An Example

Here we walk through the basic usage of the crcf package with an example. To understand in more detail how the forests work mathematically see the overview.

Creating Fake Data

Before we can find anomalies in data, we need data! You can ignore most of this if yo8u just want to see the package in use.

def gaussian_mixture(ps, means, covs, count=100):
    counts = np.random.multinomial(count, ps, size=1)[0] # how many points are from each component

    data = [np.random.multivariate_normal(means[i], covs[i], count) for i, count in enumerate(counts)]
    data = np.concatenate(data) # combine the data

    # shuffle the data
    new_index = np.arange(data.shape[0])
    np.random.shuffle(np.arange(data.shape[0]))
    data = data[new_index]
    return data

def generate_test(N, anomalous_rate):
    # Calculate how many data points there will be in each category
    typical_count, anomalous_count = np.random.multinomial(N, [1-anomalous_rate, anomalous_rate], size=1)[0]

    # Describe typical data with a 2 component Gaussian mixture
    typical_means = [[8, 8],      # mean of component 1
                    [-8, -8]]     # mean of component 2
    typical_covs = [[[1,0],[0,1]],  # covariance matrix of component 1
                    [[1,0],[0,1]]]  # covariance matrix of compoinent 2
    typical_ps = [0.5,              # probability of component 1
                  0.5]              # probability of component 2
    typical_data = gaussian_mixture(typical_ps, typical_means, typical_covs, count=typical_count)

*Given entries*.
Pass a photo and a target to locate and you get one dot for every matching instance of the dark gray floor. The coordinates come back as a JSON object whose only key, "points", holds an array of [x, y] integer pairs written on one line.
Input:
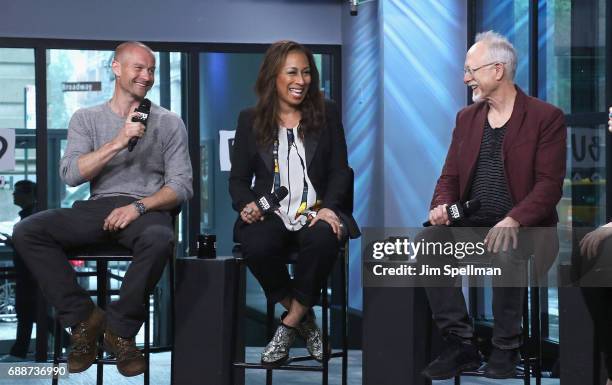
{"points": [[160, 374]]}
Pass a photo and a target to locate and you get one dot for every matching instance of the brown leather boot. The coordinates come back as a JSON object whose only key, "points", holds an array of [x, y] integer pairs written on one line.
{"points": [[130, 360], [84, 340]]}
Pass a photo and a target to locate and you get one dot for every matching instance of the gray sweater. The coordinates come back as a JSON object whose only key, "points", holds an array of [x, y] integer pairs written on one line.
{"points": [[160, 158]]}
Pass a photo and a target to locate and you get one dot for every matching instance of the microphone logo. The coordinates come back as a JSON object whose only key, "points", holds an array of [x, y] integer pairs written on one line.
{"points": [[264, 204], [454, 212]]}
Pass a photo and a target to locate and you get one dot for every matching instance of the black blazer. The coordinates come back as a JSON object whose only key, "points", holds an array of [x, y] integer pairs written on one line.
{"points": [[326, 161]]}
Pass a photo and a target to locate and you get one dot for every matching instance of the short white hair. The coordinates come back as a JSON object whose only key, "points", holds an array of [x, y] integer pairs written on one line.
{"points": [[499, 49]]}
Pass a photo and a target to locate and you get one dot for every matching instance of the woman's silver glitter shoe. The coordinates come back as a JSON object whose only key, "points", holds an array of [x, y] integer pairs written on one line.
{"points": [[277, 351]]}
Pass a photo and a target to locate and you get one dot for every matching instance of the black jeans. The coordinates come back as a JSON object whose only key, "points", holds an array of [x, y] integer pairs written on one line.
{"points": [[599, 299], [448, 303], [42, 239], [264, 246]]}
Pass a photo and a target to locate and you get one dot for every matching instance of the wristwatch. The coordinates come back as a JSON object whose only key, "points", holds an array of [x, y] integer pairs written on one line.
{"points": [[140, 207]]}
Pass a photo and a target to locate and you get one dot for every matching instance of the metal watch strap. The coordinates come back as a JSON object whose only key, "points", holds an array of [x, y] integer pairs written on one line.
{"points": [[140, 207]]}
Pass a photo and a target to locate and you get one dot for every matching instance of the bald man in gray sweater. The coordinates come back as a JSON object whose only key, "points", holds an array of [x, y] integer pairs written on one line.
{"points": [[132, 195]]}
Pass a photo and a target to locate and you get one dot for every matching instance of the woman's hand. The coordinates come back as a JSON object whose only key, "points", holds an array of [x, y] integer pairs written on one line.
{"points": [[251, 213], [330, 217]]}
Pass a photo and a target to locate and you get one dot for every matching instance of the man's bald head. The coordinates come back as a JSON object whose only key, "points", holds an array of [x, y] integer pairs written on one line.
{"points": [[124, 48]]}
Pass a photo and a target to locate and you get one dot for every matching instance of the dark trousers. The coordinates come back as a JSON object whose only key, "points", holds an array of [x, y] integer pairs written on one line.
{"points": [[446, 296], [599, 299], [599, 303], [25, 306], [42, 239], [265, 245]]}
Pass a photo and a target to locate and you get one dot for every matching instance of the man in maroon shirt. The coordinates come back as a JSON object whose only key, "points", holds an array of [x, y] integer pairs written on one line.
{"points": [[508, 151]]}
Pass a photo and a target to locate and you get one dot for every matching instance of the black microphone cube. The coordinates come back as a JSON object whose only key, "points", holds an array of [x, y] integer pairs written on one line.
{"points": [[455, 212]]}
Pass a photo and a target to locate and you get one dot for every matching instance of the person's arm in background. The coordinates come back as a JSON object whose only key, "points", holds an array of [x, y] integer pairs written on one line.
{"points": [[589, 244], [178, 178], [447, 187], [241, 174]]}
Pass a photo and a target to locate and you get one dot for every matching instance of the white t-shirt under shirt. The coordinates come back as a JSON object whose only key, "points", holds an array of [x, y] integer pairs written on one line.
{"points": [[293, 173]]}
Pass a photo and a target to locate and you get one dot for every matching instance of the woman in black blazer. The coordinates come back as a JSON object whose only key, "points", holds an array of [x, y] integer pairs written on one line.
{"points": [[292, 138]]}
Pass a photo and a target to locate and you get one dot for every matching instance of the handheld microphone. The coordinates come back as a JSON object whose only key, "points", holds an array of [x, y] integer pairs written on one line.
{"points": [[143, 115], [270, 202], [457, 211], [353, 5]]}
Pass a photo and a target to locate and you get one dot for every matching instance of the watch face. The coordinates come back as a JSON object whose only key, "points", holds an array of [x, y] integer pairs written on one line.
{"points": [[140, 207]]}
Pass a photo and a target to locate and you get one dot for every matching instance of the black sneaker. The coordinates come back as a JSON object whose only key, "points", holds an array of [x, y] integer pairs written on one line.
{"points": [[502, 363], [460, 355]]}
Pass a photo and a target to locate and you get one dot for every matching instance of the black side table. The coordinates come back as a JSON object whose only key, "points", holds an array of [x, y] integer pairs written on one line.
{"points": [[204, 323]]}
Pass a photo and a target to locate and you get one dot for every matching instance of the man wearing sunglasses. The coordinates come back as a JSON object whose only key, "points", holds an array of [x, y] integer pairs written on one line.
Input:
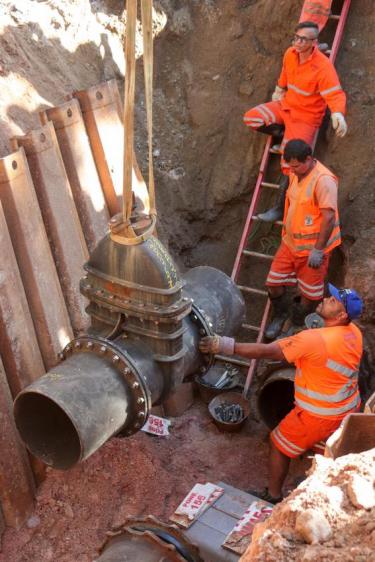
{"points": [[326, 381], [308, 83]]}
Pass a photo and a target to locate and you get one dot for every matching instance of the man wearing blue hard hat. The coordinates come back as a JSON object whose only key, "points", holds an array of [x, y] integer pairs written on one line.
{"points": [[327, 357]]}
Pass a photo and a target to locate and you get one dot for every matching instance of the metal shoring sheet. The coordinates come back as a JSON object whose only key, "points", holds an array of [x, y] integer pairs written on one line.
{"points": [[18, 343], [103, 113], [17, 486], [60, 216], [34, 257], [80, 168]]}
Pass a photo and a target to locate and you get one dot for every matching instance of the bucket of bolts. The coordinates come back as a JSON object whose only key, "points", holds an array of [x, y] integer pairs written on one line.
{"points": [[229, 411]]}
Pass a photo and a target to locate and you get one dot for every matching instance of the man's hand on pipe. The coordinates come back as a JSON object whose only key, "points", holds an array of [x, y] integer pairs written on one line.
{"points": [[217, 344]]}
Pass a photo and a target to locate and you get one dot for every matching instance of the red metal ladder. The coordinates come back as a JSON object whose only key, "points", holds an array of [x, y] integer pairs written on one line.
{"points": [[243, 251]]}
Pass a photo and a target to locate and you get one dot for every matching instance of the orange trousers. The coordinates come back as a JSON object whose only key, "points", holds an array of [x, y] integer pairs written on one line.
{"points": [[272, 113], [300, 431]]}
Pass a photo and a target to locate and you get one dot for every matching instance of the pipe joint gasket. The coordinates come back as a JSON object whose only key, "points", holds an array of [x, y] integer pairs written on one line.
{"points": [[121, 360], [205, 328]]}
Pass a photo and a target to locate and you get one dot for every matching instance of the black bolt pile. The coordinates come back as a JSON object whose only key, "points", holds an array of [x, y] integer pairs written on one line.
{"points": [[227, 412]]}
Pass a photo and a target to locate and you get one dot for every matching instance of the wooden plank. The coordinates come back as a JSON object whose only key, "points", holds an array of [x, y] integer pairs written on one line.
{"points": [[17, 487], [60, 216], [80, 168], [34, 257], [18, 342], [103, 115]]}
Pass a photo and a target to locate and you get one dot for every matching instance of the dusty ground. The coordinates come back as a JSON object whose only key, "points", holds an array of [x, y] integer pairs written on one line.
{"points": [[330, 517], [213, 60], [138, 476]]}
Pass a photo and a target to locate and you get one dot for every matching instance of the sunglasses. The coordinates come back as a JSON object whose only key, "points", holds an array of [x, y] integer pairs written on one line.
{"points": [[302, 39]]}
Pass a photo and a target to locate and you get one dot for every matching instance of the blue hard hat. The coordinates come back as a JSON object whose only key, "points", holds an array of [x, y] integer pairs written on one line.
{"points": [[349, 298]]}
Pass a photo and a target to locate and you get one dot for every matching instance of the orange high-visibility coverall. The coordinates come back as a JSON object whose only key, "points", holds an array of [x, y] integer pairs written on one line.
{"points": [[326, 385], [310, 87], [317, 11], [302, 225]]}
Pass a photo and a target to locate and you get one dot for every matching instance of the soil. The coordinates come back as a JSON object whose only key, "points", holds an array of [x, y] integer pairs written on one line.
{"points": [[136, 476], [213, 60]]}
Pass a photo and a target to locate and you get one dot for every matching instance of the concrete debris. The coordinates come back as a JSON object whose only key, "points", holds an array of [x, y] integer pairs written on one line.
{"points": [[361, 492], [313, 526]]}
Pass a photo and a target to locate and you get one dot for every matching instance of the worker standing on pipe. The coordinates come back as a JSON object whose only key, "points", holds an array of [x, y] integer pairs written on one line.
{"points": [[311, 231], [326, 382], [307, 84]]}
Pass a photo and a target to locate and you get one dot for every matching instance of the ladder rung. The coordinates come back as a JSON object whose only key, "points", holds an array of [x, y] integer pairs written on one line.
{"points": [[252, 290], [251, 327], [256, 218], [268, 184], [257, 255]]}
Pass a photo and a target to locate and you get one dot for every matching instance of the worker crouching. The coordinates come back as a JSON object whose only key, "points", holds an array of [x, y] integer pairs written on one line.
{"points": [[310, 232], [326, 382]]}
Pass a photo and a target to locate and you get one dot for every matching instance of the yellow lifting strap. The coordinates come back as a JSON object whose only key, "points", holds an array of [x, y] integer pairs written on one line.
{"points": [[124, 233]]}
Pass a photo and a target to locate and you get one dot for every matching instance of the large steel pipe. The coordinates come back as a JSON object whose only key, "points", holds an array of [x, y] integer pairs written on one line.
{"points": [[276, 396], [143, 342], [97, 391]]}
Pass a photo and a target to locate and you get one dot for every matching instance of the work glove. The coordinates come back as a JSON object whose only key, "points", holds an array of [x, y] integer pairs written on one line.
{"points": [[339, 124], [217, 344], [278, 94], [315, 258]]}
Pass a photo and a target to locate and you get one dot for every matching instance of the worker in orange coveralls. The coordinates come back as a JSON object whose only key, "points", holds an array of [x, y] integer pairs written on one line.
{"points": [[326, 381], [307, 84], [311, 230]]}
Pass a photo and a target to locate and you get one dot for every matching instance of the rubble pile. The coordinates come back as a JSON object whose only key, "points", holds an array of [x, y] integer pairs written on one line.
{"points": [[329, 517]]}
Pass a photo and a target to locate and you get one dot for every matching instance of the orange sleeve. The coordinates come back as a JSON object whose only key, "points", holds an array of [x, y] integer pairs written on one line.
{"points": [[283, 80], [326, 193], [330, 89], [307, 343]]}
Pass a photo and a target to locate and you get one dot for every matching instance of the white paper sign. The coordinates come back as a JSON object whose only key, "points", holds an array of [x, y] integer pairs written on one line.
{"points": [[198, 500], [157, 426]]}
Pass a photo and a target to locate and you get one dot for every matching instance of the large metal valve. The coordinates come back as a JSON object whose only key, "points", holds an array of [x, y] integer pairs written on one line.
{"points": [[146, 322]]}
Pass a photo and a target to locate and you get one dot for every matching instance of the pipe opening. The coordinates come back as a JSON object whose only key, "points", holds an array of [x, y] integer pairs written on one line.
{"points": [[47, 430], [276, 399]]}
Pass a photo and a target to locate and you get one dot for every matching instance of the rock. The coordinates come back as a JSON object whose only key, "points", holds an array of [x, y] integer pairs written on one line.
{"points": [[313, 526], [361, 492]]}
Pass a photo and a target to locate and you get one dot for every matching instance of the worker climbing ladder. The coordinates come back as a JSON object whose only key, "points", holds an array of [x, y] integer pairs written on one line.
{"points": [[332, 16]]}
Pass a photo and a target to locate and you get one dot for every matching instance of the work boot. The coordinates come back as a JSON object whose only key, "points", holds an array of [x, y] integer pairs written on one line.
{"points": [[280, 307], [276, 213], [297, 318]]}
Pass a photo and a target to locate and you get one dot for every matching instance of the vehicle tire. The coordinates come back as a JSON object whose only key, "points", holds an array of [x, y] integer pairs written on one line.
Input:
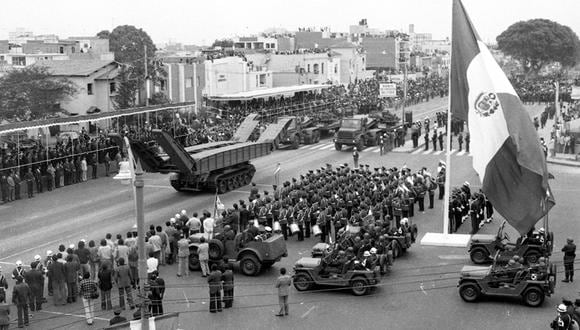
{"points": [[478, 255], [469, 292], [250, 265], [532, 257], [216, 249], [359, 286], [193, 262], [296, 142], [533, 296], [303, 282], [176, 185]]}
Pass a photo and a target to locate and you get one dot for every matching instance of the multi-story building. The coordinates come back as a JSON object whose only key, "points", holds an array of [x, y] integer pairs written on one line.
{"points": [[255, 43], [95, 81], [234, 74], [300, 68]]}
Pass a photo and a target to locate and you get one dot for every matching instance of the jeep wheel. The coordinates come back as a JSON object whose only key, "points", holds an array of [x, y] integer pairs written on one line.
{"points": [[194, 261], [302, 282], [216, 249], [469, 292], [532, 257], [250, 265], [478, 256], [533, 297], [359, 286]]}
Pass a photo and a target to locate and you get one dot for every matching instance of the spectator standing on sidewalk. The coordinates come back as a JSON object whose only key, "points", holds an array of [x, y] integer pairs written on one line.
{"points": [[21, 298], [283, 283], [89, 290]]}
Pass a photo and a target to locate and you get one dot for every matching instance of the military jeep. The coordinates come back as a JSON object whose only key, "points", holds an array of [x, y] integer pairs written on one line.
{"points": [[309, 272], [483, 247], [530, 283], [253, 256]]}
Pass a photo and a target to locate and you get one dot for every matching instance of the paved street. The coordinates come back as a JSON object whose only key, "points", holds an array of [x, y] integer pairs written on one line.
{"points": [[420, 292]]}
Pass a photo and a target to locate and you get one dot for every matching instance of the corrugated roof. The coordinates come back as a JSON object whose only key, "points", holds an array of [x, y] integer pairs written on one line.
{"points": [[79, 68]]}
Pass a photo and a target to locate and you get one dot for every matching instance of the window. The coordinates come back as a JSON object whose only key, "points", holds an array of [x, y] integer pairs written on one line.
{"points": [[19, 60]]}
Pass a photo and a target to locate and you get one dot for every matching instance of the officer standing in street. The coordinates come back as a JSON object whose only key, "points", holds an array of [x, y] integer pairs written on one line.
{"points": [[569, 255]]}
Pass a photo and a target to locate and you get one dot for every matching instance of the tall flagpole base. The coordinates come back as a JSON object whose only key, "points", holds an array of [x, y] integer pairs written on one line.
{"points": [[449, 240]]}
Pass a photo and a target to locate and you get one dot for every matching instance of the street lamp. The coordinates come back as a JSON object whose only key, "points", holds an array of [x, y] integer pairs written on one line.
{"points": [[131, 171]]}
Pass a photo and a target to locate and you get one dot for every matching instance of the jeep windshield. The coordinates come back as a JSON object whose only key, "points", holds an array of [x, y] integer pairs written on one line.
{"points": [[351, 123]]}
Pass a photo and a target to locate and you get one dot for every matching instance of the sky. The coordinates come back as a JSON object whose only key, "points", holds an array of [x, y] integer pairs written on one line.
{"points": [[201, 22]]}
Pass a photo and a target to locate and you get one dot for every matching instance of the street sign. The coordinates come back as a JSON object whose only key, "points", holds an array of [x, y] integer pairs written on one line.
{"points": [[387, 90]]}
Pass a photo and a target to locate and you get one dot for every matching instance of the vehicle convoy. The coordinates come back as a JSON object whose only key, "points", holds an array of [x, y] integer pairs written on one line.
{"points": [[309, 272], [359, 131], [531, 283], [292, 131], [254, 255], [483, 247], [215, 166]]}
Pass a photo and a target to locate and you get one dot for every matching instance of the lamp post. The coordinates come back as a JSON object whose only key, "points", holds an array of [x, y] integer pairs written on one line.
{"points": [[131, 171]]}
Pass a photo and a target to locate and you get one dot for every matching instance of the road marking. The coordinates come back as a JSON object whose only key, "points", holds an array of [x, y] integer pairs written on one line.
{"points": [[156, 186], [308, 312], [421, 286], [73, 315], [21, 252], [453, 257], [184, 296]]}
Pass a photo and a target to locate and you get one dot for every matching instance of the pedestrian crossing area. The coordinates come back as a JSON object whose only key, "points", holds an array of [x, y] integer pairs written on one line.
{"points": [[376, 149], [456, 152]]}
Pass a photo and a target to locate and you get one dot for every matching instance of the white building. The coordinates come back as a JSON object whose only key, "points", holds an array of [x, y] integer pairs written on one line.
{"points": [[232, 74]]}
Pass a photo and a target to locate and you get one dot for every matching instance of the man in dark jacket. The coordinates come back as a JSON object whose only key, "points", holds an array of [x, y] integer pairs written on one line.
{"points": [[21, 298], [228, 279], [215, 286], [569, 255], [35, 280]]}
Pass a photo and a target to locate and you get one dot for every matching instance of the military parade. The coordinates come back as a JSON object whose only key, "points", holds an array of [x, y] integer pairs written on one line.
{"points": [[291, 179]]}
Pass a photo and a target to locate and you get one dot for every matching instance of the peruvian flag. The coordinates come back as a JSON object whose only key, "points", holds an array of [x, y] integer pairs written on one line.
{"points": [[505, 146]]}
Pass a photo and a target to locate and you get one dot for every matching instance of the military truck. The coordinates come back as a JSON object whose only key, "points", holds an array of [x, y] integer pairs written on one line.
{"points": [[532, 284], [292, 131], [253, 256], [215, 166], [483, 247], [309, 272], [358, 131]]}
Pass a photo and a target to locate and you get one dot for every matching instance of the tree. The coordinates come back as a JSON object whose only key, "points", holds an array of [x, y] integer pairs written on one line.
{"points": [[127, 88], [128, 44], [104, 34], [33, 93], [538, 42]]}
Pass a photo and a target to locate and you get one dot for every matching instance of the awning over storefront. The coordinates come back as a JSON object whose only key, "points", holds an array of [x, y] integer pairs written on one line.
{"points": [[268, 92]]}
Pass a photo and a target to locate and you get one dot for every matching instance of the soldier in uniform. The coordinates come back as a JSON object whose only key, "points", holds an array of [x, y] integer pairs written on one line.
{"points": [[569, 255], [434, 140]]}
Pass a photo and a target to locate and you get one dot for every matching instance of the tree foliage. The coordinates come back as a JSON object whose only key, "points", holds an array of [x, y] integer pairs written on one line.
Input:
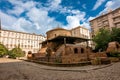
{"points": [[3, 50], [16, 52], [115, 34], [102, 39]]}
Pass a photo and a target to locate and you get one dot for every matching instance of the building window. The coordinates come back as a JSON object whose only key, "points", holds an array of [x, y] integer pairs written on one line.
{"points": [[75, 50], [82, 50]]}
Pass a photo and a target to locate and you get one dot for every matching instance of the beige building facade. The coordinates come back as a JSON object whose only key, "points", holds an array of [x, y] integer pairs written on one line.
{"points": [[26, 41], [82, 32], [57, 32], [108, 21]]}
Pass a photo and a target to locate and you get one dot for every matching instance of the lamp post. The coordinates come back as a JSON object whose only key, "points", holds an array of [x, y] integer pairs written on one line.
{"points": [[0, 31]]}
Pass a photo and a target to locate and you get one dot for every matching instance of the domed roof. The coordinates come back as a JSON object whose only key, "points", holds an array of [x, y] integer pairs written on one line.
{"points": [[57, 28]]}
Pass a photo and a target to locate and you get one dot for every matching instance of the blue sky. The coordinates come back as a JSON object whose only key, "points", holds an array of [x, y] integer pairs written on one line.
{"points": [[39, 16]]}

*Exercises to complete*.
- a) In the crcf example, give the passage starting at "Creating Fake Data" and ending at "new_index = np.arange(data.shape[0])" again, switching "new_index" to "shuffled_order" wherever it occurs.
- b) Which NumPy functions are called in the crcf example code? Name each distinct one once.
- c) Extend the crcf example from its last line.
You won't need the records for any of this.

*Answers to each task*.
- a)
Creating Fake Data

Before we can find anomalies in data, we need data! You can ignore most of this if yo8u just want to see the package in use.

def gaussian_mixture(ps, means, covs, count=100):
    counts = np.random.multinomial(count, ps, size=1)[0] # how many points are from each component

    data = [np.random.multivariate_normal(means[i], covs[i], count) for i, count in enumerate(counts)]
    data = np.concatenate(data) # combine the data

    # shuffle the data
    shuffled_order = np.arange(data.shape[0])

- b) np.random.multinomial, np.random.multivariate_normal, np.concatenate, np.arange, np.random.shuffle

- c)
    # Describe anomalous data with a 2 component Gaussian mixture
    anomalous_means = [[20, -20],            # mean of component 1
                      [0, 0]]                # mean of component 2
    anomalous_covs = [[[0.5, 0], [0, 0.5]],  # covariance of component 1
                      [[10, 0], [0, 10]]]    # covariance of component 2
    anomalous_ps = [0.1,                      # probability of component 1
                  0.9]                       # probability of component 2
    anomalous_data = gaussian_mixture(anomalous_ps, anomalous_means, anomalous_covs, count=anomalous_count)

    # Combine the data but preserve the labeling
    x = np.concatenate([typical_data, anomalous_data])
    y = np.concatenate([np.repeat(0, typical_count), np.repeat(1, anomalous_count)])
    new_index = np.arange(y.shape[0])
    np.random.shuffle(new_index)
    y = y[new_index]
    x = x[new_index]
    return x, y

def plot_anom(x, y):
    """ plots anomalies with red and typical with green"""
    fig, ax = plt.subplots()
    ax.scatter(x[:,0], x[:,1], s=3, 
               c=['red' if yy else 'green' for yy in y])
    fig.show()

Now, generate data using the above functions.

N = 500  # number of data points to generate
anomalous_rate = 0.1  # the rate at which anomalous points occur
x, y = generate_test(N, anomalous_rate)
plot_anom(x, y)

Below, we can see some example data with points colored green for nominal data and red for anomalous data.

data

Fitting a forest

from crcf import CombinationForest
forest = CombinationForest()
forest.fit(x)

Now, we have a fitted forest.

Using a fitted forest

You can get the depth of a point with

point = np.array([5, 5, 5])
forest.depth(point)

Alternatively, you can score points.

scores = [forest.score(np.array([xx])) for xx in x]

We can then look at the scores as a scatterplot:

fig, ax = plt.subplots()
im = ax.scatter(x[:,0], x[:,1], s=15, c=scores, vmin=0, vmax=10)
fig.colorbar(im)
fig.show()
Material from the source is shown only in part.